Count the lines in the entries below that contain the string "concrete". Reply with the number alone.

Items listed in a dataset
__________________________________________________

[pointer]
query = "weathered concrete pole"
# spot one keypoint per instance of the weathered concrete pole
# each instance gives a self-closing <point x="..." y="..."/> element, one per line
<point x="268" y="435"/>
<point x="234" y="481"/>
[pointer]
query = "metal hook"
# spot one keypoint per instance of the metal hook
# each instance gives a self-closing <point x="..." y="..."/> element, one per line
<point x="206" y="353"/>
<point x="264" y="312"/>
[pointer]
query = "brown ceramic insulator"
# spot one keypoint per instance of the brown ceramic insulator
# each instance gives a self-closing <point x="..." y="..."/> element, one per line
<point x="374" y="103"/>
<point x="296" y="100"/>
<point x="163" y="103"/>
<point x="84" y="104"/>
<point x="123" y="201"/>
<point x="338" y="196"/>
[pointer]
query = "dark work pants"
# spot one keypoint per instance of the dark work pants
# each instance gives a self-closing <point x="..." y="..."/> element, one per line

__________________________________________________

> **EXERCISE SOLUTION**: 2